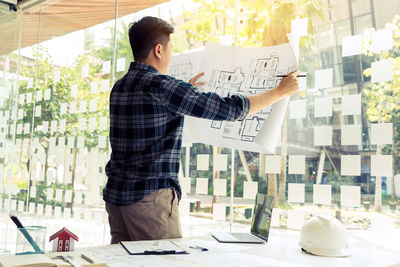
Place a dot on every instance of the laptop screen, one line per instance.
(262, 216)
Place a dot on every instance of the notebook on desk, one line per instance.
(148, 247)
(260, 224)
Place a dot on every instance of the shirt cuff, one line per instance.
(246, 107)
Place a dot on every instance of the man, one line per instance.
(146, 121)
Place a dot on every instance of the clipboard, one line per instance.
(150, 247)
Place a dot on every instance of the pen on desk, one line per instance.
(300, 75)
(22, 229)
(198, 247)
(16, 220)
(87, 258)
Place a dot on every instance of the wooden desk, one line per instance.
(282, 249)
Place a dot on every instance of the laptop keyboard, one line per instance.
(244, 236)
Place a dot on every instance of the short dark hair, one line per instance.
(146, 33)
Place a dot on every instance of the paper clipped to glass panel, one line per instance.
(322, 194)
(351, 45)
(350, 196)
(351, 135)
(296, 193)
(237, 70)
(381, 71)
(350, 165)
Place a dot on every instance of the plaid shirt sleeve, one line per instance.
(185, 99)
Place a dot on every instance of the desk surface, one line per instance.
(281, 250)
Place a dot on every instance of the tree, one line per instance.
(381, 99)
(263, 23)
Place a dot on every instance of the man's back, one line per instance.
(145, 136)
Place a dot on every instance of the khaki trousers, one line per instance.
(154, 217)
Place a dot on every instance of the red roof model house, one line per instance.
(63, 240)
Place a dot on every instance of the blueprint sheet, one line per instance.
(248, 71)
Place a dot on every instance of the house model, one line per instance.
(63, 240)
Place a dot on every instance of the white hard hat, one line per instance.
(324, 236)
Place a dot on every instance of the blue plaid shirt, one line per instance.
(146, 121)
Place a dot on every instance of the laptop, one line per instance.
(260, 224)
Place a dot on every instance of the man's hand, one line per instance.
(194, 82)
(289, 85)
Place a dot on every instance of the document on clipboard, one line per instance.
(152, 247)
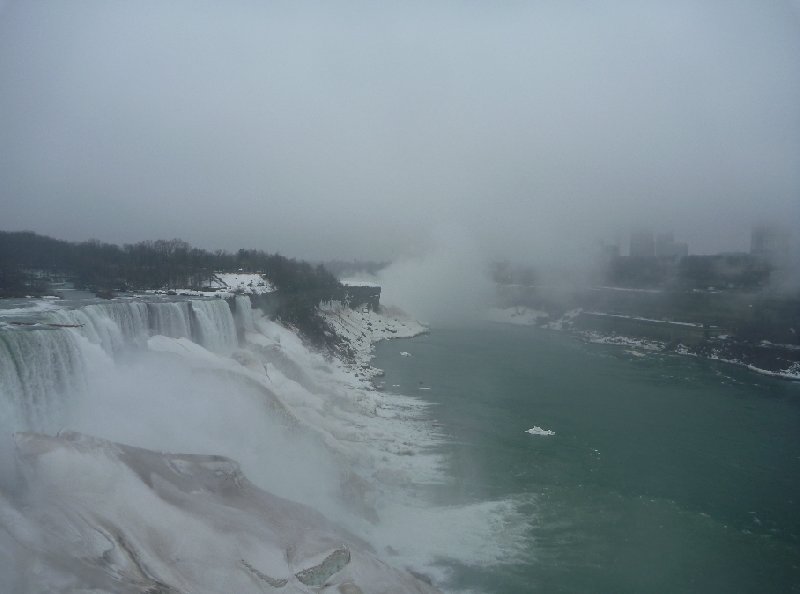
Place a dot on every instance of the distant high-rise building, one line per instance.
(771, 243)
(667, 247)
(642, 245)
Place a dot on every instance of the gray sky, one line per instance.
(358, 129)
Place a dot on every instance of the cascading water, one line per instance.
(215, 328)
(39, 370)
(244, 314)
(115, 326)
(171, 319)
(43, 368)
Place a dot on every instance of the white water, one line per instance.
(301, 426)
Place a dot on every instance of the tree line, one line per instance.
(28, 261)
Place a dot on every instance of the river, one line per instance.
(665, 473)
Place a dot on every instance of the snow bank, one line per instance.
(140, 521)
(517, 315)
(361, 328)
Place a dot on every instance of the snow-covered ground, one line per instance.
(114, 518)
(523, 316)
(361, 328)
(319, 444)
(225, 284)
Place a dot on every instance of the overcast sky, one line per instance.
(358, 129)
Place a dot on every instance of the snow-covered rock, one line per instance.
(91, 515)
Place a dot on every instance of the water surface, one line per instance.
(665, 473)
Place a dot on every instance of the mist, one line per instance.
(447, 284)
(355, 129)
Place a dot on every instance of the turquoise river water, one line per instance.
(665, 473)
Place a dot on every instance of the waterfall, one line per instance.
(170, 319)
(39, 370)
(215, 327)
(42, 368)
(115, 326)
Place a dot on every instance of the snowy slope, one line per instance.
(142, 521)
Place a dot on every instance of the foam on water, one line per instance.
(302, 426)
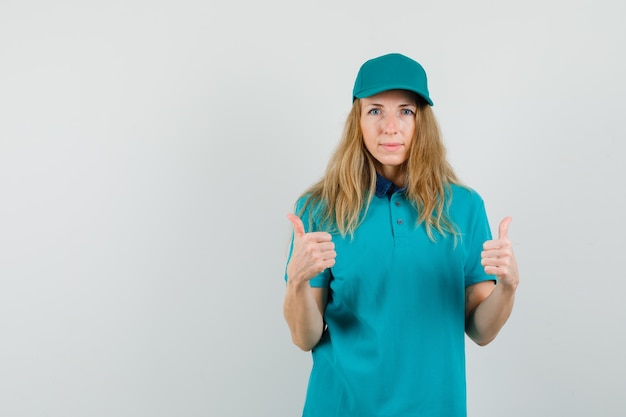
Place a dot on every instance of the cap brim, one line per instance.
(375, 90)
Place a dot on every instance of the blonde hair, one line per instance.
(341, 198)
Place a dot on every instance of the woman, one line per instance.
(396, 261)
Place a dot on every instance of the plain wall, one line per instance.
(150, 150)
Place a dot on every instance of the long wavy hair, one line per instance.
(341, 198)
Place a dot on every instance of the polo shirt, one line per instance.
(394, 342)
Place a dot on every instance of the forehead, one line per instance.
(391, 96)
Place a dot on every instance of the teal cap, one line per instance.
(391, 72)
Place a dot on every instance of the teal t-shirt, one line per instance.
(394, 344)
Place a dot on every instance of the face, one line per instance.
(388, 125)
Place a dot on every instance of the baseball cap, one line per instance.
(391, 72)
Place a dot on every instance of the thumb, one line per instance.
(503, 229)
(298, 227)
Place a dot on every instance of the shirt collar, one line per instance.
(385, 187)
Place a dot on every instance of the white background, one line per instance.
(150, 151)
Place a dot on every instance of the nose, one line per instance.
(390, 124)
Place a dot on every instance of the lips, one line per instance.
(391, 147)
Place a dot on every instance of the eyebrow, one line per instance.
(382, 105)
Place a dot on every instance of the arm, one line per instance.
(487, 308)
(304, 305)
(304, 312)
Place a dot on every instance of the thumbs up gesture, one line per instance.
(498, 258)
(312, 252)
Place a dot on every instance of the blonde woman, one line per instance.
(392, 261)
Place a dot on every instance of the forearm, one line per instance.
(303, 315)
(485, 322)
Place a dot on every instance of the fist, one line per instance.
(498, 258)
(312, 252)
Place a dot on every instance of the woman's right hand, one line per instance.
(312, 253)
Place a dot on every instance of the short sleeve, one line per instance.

....

Set down every record once more, word for word, without pictures.

- _Completed exercise_
Place a dot on every instance of the laptop screen, one line per instance.
(262, 216)
Place a dot on every instance of the notebook on desk, one line per instance.
(148, 247)
(260, 224)
Place a dot on every instance of the shirt cuff, one line per instance.
(246, 107)
Place a dot on every instance of the man, one line per instance.
(146, 121)
Place a dot on every instance of the clipboard, one line per instance.
(150, 247)
Place a dot on every instance of the pen on desk, one line per instance.
(300, 75)
(22, 229)
(198, 247)
(16, 220)
(87, 258)
Place a dot on every instance of the wooden desk, one line per instance.
(282, 249)
Place a dot on every instance of the laptop keyboard, one line per instance.
(244, 236)
Place a dot on every instance of the short dark hair, one line per instance.
(146, 33)
Place a dot on every instance of the paper clipped to glass panel, one line per instance.
(322, 194)
(351, 45)
(350, 196)
(351, 135)
(296, 193)
(237, 70)
(381, 71)
(350, 165)
Place a dot on every instance of the plaid shirt sleeve, one line per instance.
(185, 99)
Place a dot on every instance of the desk surface, one line per instance.
(281, 250)
Place a dot on every instance of the tree, one line per instance.
(381, 99)
(263, 23)
Place a dot on every instance of the man's back, one line per instance.
(145, 136)
Place a dot on every instance of the khaki trousers, one line per instance.
(154, 217)
Place a dot on every instance of the red roof model house, one line per instance.
(63, 240)
Place a dot on every instance of the blueprint sheet, one line per instance.
(248, 71)
Place a dot on every instance of the house model, one line per instance.
(63, 240)
Place a dot on every instance of the white hard hat, one line per instance.
(324, 236)
Place a dot on every instance of the blue plaid shirt, one line per instance.
(146, 121)
Place a dot on every instance of the laptop, one line per instance.
(260, 224)
Place a dot on every instance of the man's hand, one line per instance.
(194, 82)
(289, 85)
Place a dot on every instance of the document on clipboard, one line per instance.
(152, 247)
Place a dot on every instance of the distant high-rise building, one line per instance.
(771, 243)
(667, 247)
(642, 245)
Place a dot on every instance of the gray sky, one line per instance.
(358, 129)
Place a dot on every instance of the cascading water, one line per instance.
(215, 328)
(39, 370)
(244, 314)
(115, 326)
(171, 319)
(43, 368)
Place a dot on every instance of the white water, one line per instance.
(301, 426)
Place a dot on every instance of the tree line, one line per instance.
(28, 261)
Place a dot on every instance of the river, one line per instance.
(665, 473)
Place a dot on every instance of the snow bank, one line per instance.
(140, 521)
(517, 315)
(361, 328)
Place a dot on every instance of the snow-covered ground, one line per instance.
(114, 518)
(523, 316)
(361, 328)
(319, 444)
(225, 284)
Place a dot on every instance of the overcast sky, one line per instance.
(358, 129)
Place a dot on every instance of the snow-covered rock, one line per instance.
(91, 515)
Place a dot on every instance of the water surface, one line per instance.
(665, 473)
Place a dot on every instance of the mist, one line per instance.
(447, 284)
(355, 129)
Place a dot on every instance of the turquoise river water, one line per instance.
(665, 473)
Place a dot on every instance of the waterfall, one line per instance.
(170, 319)
(39, 370)
(215, 327)
(42, 368)
(115, 326)
Place a dot on every instance of the snowy slope, one line per instance.
(142, 521)
Place a dot on every instance of the foam on water, one line per instance.
(302, 426)
Place a dot on every instance of the cap brim, one line per instance.
(375, 90)
Place a dot on every instance of the blonde hair, one line per instance.
(341, 198)
Place a dot on every instance of the woman, one line per instance.
(396, 261)
Place a dot on every instance of the plain wall, one line per instance.
(150, 150)
Place a dot on every instance of the long wavy hair, one line per instance.
(341, 198)
Place a dot on every instance of the polo shirt, one line per instance.
(394, 342)
Place a dot on every instance of the forehead, one line per instance.
(391, 96)
Place a dot on every instance of the teal cap, one line per instance.
(391, 72)
Place a dot on every instance of the teal t-shirt, one line per instance.
(394, 344)
Place a dot on every instance of the face, one line per instance.
(388, 125)
Place a dot on every instance of the baseball cap, one line per instance.
(391, 72)
Place a dot on every instance of the thumb, one line per instance.
(503, 229)
(298, 227)
Place a dot on every instance of the shirt collar, one line per instance.
(385, 187)
Place a dot on every instance of the white background, one line per instance.
(150, 151)
Place a dot on every instance of the nose, one line per instance.
(390, 124)
Place a dot on every instance of the lips, one line per instance.
(391, 147)
Place a dot on every instance of the eyebrow, one line per instance.
(382, 105)
Place a dot on every instance of the arm, one line per instance.
(487, 308)
(304, 305)
(304, 312)
Place a dot on every instance of the thumbs up gesture, one line per instance.
(498, 258)
(312, 252)
Place a dot on every instance of the blonde woman, one line per instance.
(392, 261)
Place a dot on every instance of the forearm, one line per instance.
(303, 315)
(485, 322)
Place a dot on every instance of the fist, one line per instance.
(498, 258)
(312, 252)
Place a dot on every instance of the woman's right hand, one line per instance.
(312, 253)
Place a dot on every instance of the short sleeve, one line per instance.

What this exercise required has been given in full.